## What is expected
The reply should be the records repeated exactly, without any images.

-------------------------

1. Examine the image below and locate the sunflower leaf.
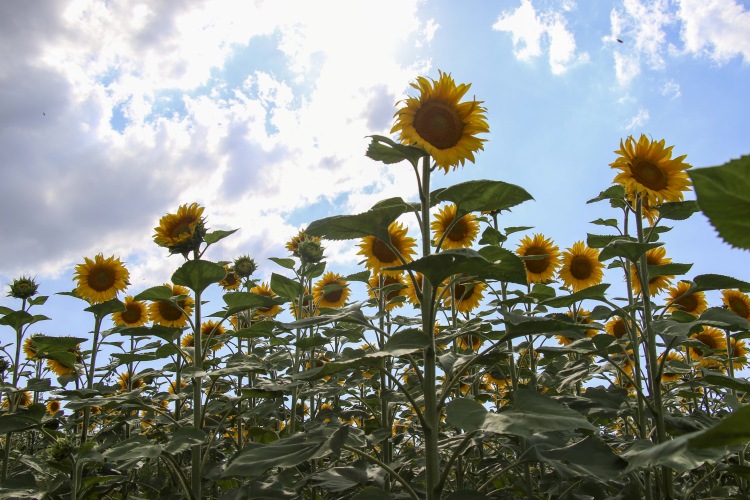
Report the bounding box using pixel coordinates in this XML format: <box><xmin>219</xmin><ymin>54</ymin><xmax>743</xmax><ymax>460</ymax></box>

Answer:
<box><xmin>587</xmin><ymin>234</ymin><xmax>635</xmax><ymax>249</ymax></box>
<box><xmin>542</xmin><ymin>284</ymin><xmax>610</xmax><ymax>308</ymax></box>
<box><xmin>657</xmin><ymin>201</ymin><xmax>700</xmax><ymax>221</ymax></box>
<box><xmin>134</xmin><ymin>285</ymin><xmax>174</xmax><ymax>302</ymax></box>
<box><xmin>693</xmin><ymin>274</ymin><xmax>750</xmax><ymax>293</ymax></box>
<box><xmin>599</xmin><ymin>240</ymin><xmax>663</xmax><ymax>263</ymax></box>
<box><xmin>84</xmin><ymin>297</ymin><xmax>126</xmax><ymax>316</ymax></box>
<box><xmin>365</xmin><ymin>135</ymin><xmax>428</xmax><ymax>166</ymax></box>
<box><xmin>587</xmin><ymin>185</ymin><xmax>626</xmax><ymax>204</ymax></box>
<box><xmin>306</xmin><ymin>200</ymin><xmax>411</xmax><ymax>242</ymax></box>
<box><xmin>172</xmin><ymin>260</ymin><xmax>227</xmax><ymax>295</ymax></box>
<box><xmin>432</xmin><ymin>180</ymin><xmax>533</xmax><ymax>215</ymax></box>
<box><xmin>204</xmin><ymin>228</ymin><xmax>239</xmax><ymax>245</ymax></box>
<box><xmin>270</xmin><ymin>273</ymin><xmax>305</xmax><ymax>302</ymax></box>
<box><xmin>647</xmin><ymin>263</ymin><xmax>693</xmax><ymax>278</ymax></box>
<box><xmin>689</xmin><ymin>155</ymin><xmax>750</xmax><ymax>250</ymax></box>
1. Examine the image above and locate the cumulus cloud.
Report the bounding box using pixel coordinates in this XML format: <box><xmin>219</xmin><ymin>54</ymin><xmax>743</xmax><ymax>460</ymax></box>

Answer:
<box><xmin>677</xmin><ymin>0</ymin><xmax>750</xmax><ymax>63</ymax></box>
<box><xmin>492</xmin><ymin>0</ymin><xmax>588</xmax><ymax>75</ymax></box>
<box><xmin>625</xmin><ymin>108</ymin><xmax>650</xmax><ymax>130</ymax></box>
<box><xmin>0</xmin><ymin>0</ymin><xmax>432</xmax><ymax>283</ymax></box>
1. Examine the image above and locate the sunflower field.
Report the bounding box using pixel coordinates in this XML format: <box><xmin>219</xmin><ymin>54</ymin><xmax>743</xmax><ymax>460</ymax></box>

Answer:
<box><xmin>2</xmin><ymin>71</ymin><xmax>750</xmax><ymax>500</ymax></box>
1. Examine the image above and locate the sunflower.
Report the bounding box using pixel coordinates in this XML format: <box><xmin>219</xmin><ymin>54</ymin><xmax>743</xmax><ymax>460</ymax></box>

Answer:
<box><xmin>721</xmin><ymin>289</ymin><xmax>750</xmax><ymax>320</ymax></box>
<box><xmin>457</xmin><ymin>334</ymin><xmax>483</xmax><ymax>352</ymax></box>
<box><xmin>659</xmin><ymin>351</ymin><xmax>686</xmax><ymax>383</ymax></box>
<box><xmin>219</xmin><ymin>265</ymin><xmax>241</xmax><ymax>291</ymax></box>
<box><xmin>358</xmin><ymin>221</ymin><xmax>417</xmax><ymax>277</ymax></box>
<box><xmin>516</xmin><ymin>233</ymin><xmax>561</xmax><ymax>284</ymax></box>
<box><xmin>556</xmin><ymin>309</ymin><xmax>598</xmax><ymax>345</ymax></box>
<box><xmin>148</xmin><ymin>284</ymin><xmax>194</xmax><ymax>328</ymax></box>
<box><xmin>626</xmin><ymin>193</ymin><xmax>659</xmax><ymax>226</ymax></box>
<box><xmin>47</xmin><ymin>357</ymin><xmax>77</xmax><ymax>377</ymax></box>
<box><xmin>197</xmin><ymin>320</ymin><xmax>226</xmax><ymax>351</ymax></box>
<box><xmin>117</xmin><ymin>372</ymin><xmax>145</xmax><ymax>392</ymax></box>
<box><xmin>689</xmin><ymin>326</ymin><xmax>727</xmax><ymax>366</ymax></box>
<box><xmin>558</xmin><ymin>241</ymin><xmax>604</xmax><ymax>293</ymax></box>
<box><xmin>46</xmin><ymin>400</ymin><xmax>62</xmax><ymax>414</ymax></box>
<box><xmin>112</xmin><ymin>295</ymin><xmax>149</xmax><ymax>327</ymax></box>
<box><xmin>291</xmin><ymin>288</ymin><xmax>314</xmax><ymax>319</ymax></box>
<box><xmin>614</xmin><ymin>350</ymin><xmax>636</xmax><ymax>389</ymax></box>
<box><xmin>153</xmin><ymin>203</ymin><xmax>206</xmax><ymax>254</ymax></box>
<box><xmin>249</xmin><ymin>282</ymin><xmax>283</xmax><ymax>317</ymax></box>
<box><xmin>391</xmin><ymin>70</ymin><xmax>489</xmax><ymax>173</ymax></box>
<box><xmin>2</xmin><ymin>391</ymin><xmax>32</xmax><ymax>409</ymax></box>
<box><xmin>23</xmin><ymin>337</ymin><xmax>39</xmax><ymax>361</ymax></box>
<box><xmin>631</xmin><ymin>247</ymin><xmax>673</xmax><ymax>296</ymax></box>
<box><xmin>730</xmin><ymin>338</ymin><xmax>748</xmax><ymax>369</ymax></box>
<box><xmin>73</xmin><ymin>253</ymin><xmax>129</xmax><ymax>304</ymax></box>
<box><xmin>313</xmin><ymin>272</ymin><xmax>350</xmax><ymax>309</ymax></box>
<box><xmin>444</xmin><ymin>278</ymin><xmax>486</xmax><ymax>314</ymax></box>
<box><xmin>431</xmin><ymin>204</ymin><xmax>479</xmax><ymax>250</ymax></box>
<box><xmin>404</xmin><ymin>272</ymin><xmax>424</xmax><ymax>306</ymax></box>
<box><xmin>604</xmin><ymin>316</ymin><xmax>629</xmax><ymax>340</ymax></box>
<box><xmin>610</xmin><ymin>134</ymin><xmax>692</xmax><ymax>206</ymax></box>
<box><xmin>286</xmin><ymin>230</ymin><xmax>321</xmax><ymax>257</ymax></box>
<box><xmin>665</xmin><ymin>282</ymin><xmax>707</xmax><ymax>316</ymax></box>
<box><xmin>368</xmin><ymin>273</ymin><xmax>407</xmax><ymax>312</ymax></box>
<box><xmin>168</xmin><ymin>380</ymin><xmax>187</xmax><ymax>394</ymax></box>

-------------------------

## Expected answer
1. Examine the image below and locate the sunflower leaf.
Report the bounding box using pixel coordinates in this XML format: <box><xmin>219</xmin><ymin>54</ymin><xmax>743</xmax><ymax>460</ymax></box>

Answer:
<box><xmin>587</xmin><ymin>234</ymin><xmax>635</xmax><ymax>249</ymax></box>
<box><xmin>542</xmin><ymin>284</ymin><xmax>610</xmax><ymax>308</ymax></box>
<box><xmin>657</xmin><ymin>201</ymin><xmax>700</xmax><ymax>221</ymax></box>
<box><xmin>134</xmin><ymin>285</ymin><xmax>174</xmax><ymax>302</ymax></box>
<box><xmin>693</xmin><ymin>274</ymin><xmax>750</xmax><ymax>293</ymax></box>
<box><xmin>599</xmin><ymin>240</ymin><xmax>663</xmax><ymax>263</ymax></box>
<box><xmin>84</xmin><ymin>297</ymin><xmax>126</xmax><ymax>316</ymax></box>
<box><xmin>365</xmin><ymin>135</ymin><xmax>428</xmax><ymax>166</ymax></box>
<box><xmin>587</xmin><ymin>185</ymin><xmax>626</xmax><ymax>204</ymax></box>
<box><xmin>306</xmin><ymin>200</ymin><xmax>411</xmax><ymax>242</ymax></box>
<box><xmin>172</xmin><ymin>260</ymin><xmax>227</xmax><ymax>295</ymax></box>
<box><xmin>432</xmin><ymin>180</ymin><xmax>533</xmax><ymax>215</ymax></box>
<box><xmin>204</xmin><ymin>228</ymin><xmax>239</xmax><ymax>245</ymax></box>
<box><xmin>270</xmin><ymin>273</ymin><xmax>305</xmax><ymax>302</ymax></box>
<box><xmin>647</xmin><ymin>263</ymin><xmax>693</xmax><ymax>278</ymax></box>
<box><xmin>689</xmin><ymin>155</ymin><xmax>750</xmax><ymax>250</ymax></box>
1. Examine the image above and locate the cumulus cloud.
Report the bounding box using pixel coordinates in this XML format: <box><xmin>219</xmin><ymin>54</ymin><xmax>743</xmax><ymax>460</ymax></box>

Answer:
<box><xmin>677</xmin><ymin>0</ymin><xmax>750</xmax><ymax>63</ymax></box>
<box><xmin>492</xmin><ymin>0</ymin><xmax>588</xmax><ymax>75</ymax></box>
<box><xmin>625</xmin><ymin>108</ymin><xmax>650</xmax><ymax>130</ymax></box>
<box><xmin>0</xmin><ymin>0</ymin><xmax>432</xmax><ymax>283</ymax></box>
1. Examine the image above and locate the sunflower field.
Report the bounding box using pixel coordinates in this XML format: <box><xmin>219</xmin><ymin>54</ymin><xmax>743</xmax><ymax>460</ymax></box>

Answer:
<box><xmin>2</xmin><ymin>71</ymin><xmax>750</xmax><ymax>500</ymax></box>
1. Examine the image above and locate the sunflower.
Report the bounding box using pixel coordinates in this XML format: <box><xmin>219</xmin><ymin>54</ymin><xmax>743</xmax><ymax>460</ymax></box>

Answer:
<box><xmin>721</xmin><ymin>289</ymin><xmax>750</xmax><ymax>320</ymax></box>
<box><xmin>457</xmin><ymin>334</ymin><xmax>483</xmax><ymax>352</ymax></box>
<box><xmin>659</xmin><ymin>351</ymin><xmax>686</xmax><ymax>383</ymax></box>
<box><xmin>219</xmin><ymin>265</ymin><xmax>241</xmax><ymax>291</ymax></box>
<box><xmin>358</xmin><ymin>221</ymin><xmax>417</xmax><ymax>277</ymax></box>
<box><xmin>516</xmin><ymin>233</ymin><xmax>561</xmax><ymax>284</ymax></box>
<box><xmin>556</xmin><ymin>309</ymin><xmax>598</xmax><ymax>345</ymax></box>
<box><xmin>148</xmin><ymin>284</ymin><xmax>194</xmax><ymax>328</ymax></box>
<box><xmin>626</xmin><ymin>193</ymin><xmax>659</xmax><ymax>226</ymax></box>
<box><xmin>47</xmin><ymin>357</ymin><xmax>77</xmax><ymax>377</ymax></box>
<box><xmin>197</xmin><ymin>320</ymin><xmax>226</xmax><ymax>351</ymax></box>
<box><xmin>117</xmin><ymin>372</ymin><xmax>145</xmax><ymax>392</ymax></box>
<box><xmin>689</xmin><ymin>326</ymin><xmax>727</xmax><ymax>366</ymax></box>
<box><xmin>558</xmin><ymin>241</ymin><xmax>604</xmax><ymax>293</ymax></box>
<box><xmin>46</xmin><ymin>400</ymin><xmax>62</xmax><ymax>414</ymax></box>
<box><xmin>112</xmin><ymin>295</ymin><xmax>149</xmax><ymax>327</ymax></box>
<box><xmin>291</xmin><ymin>288</ymin><xmax>314</xmax><ymax>319</ymax></box>
<box><xmin>614</xmin><ymin>350</ymin><xmax>636</xmax><ymax>389</ymax></box>
<box><xmin>153</xmin><ymin>203</ymin><xmax>206</xmax><ymax>254</ymax></box>
<box><xmin>249</xmin><ymin>282</ymin><xmax>283</xmax><ymax>317</ymax></box>
<box><xmin>391</xmin><ymin>70</ymin><xmax>489</xmax><ymax>173</ymax></box>
<box><xmin>2</xmin><ymin>391</ymin><xmax>32</xmax><ymax>409</ymax></box>
<box><xmin>23</xmin><ymin>337</ymin><xmax>39</xmax><ymax>361</ymax></box>
<box><xmin>631</xmin><ymin>247</ymin><xmax>673</xmax><ymax>296</ymax></box>
<box><xmin>730</xmin><ymin>338</ymin><xmax>748</xmax><ymax>369</ymax></box>
<box><xmin>73</xmin><ymin>253</ymin><xmax>129</xmax><ymax>304</ymax></box>
<box><xmin>313</xmin><ymin>272</ymin><xmax>350</xmax><ymax>309</ymax></box>
<box><xmin>444</xmin><ymin>278</ymin><xmax>486</xmax><ymax>314</ymax></box>
<box><xmin>431</xmin><ymin>204</ymin><xmax>479</xmax><ymax>250</ymax></box>
<box><xmin>404</xmin><ymin>272</ymin><xmax>424</xmax><ymax>306</ymax></box>
<box><xmin>604</xmin><ymin>316</ymin><xmax>629</xmax><ymax>340</ymax></box>
<box><xmin>610</xmin><ymin>134</ymin><xmax>692</xmax><ymax>206</ymax></box>
<box><xmin>286</xmin><ymin>230</ymin><xmax>321</xmax><ymax>257</ymax></box>
<box><xmin>665</xmin><ymin>282</ymin><xmax>707</xmax><ymax>316</ymax></box>
<box><xmin>368</xmin><ymin>273</ymin><xmax>407</xmax><ymax>312</ymax></box>
<box><xmin>168</xmin><ymin>380</ymin><xmax>187</xmax><ymax>394</ymax></box>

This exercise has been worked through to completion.